◆ Task statement
Among the lines of data below, reproduce only those from the one with "294 700 L 506" through the one with "782 828 L 963", exactly as they stand, both ends included.
---- Listed entries
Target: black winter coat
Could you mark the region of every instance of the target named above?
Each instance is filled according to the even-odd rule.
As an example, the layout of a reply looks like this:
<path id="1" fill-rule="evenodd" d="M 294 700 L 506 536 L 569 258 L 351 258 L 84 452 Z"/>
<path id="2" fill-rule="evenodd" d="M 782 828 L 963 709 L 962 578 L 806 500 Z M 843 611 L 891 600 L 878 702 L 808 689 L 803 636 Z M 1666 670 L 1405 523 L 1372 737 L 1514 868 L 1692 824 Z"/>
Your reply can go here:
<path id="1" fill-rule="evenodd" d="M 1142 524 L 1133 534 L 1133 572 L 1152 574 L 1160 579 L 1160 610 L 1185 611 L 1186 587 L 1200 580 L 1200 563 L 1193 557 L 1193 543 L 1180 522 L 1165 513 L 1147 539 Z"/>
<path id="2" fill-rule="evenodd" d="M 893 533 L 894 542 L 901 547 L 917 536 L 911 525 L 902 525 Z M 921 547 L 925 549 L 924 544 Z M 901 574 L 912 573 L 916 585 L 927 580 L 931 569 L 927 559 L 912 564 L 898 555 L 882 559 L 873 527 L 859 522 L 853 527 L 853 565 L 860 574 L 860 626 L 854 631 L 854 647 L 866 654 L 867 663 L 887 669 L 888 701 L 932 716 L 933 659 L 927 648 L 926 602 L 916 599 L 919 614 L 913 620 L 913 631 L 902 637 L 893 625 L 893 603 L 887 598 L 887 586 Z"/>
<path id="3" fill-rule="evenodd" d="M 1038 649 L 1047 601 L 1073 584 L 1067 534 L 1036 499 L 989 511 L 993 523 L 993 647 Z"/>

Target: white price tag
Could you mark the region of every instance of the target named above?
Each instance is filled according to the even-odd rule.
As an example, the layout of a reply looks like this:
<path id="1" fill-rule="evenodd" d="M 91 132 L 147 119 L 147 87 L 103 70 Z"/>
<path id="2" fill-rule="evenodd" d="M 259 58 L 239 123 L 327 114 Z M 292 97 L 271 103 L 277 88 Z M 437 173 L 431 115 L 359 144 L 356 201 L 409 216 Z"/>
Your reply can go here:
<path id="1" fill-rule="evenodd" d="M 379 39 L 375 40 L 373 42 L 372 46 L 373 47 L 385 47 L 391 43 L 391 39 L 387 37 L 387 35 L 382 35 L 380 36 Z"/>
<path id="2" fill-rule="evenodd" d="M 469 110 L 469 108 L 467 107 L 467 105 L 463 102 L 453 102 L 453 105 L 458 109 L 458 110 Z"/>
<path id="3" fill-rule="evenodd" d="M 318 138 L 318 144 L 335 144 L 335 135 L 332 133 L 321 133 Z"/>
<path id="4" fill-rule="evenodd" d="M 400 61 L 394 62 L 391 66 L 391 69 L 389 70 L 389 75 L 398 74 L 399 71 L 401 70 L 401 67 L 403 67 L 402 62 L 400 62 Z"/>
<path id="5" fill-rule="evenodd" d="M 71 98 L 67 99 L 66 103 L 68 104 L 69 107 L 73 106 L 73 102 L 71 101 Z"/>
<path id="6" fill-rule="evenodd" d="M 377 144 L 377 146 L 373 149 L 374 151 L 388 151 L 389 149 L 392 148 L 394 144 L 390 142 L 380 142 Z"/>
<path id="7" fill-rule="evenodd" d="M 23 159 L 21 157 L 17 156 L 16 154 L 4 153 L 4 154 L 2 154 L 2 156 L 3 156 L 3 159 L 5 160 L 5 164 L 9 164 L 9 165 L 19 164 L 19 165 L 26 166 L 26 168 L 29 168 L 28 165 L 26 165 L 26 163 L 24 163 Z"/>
--------
---- Listed entries
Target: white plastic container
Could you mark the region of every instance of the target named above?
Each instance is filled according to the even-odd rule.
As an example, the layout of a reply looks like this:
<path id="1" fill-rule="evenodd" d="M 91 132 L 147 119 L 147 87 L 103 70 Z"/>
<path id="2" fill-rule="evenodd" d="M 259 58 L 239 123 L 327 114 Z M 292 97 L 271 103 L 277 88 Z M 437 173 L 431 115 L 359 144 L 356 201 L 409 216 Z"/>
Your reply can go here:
--------
◆ Your solution
<path id="1" fill-rule="evenodd" d="M 294 700 L 506 536 L 569 258 L 351 258 L 84 452 Z"/>
<path id="2" fill-rule="evenodd" d="M 782 828 L 963 709 L 962 578 L 806 500 Z M 843 611 L 891 600 L 878 702 L 808 689 L 803 636 Z M 1666 670 L 1405 523 L 1372 737 L 1514 868 L 1692 824 Z"/>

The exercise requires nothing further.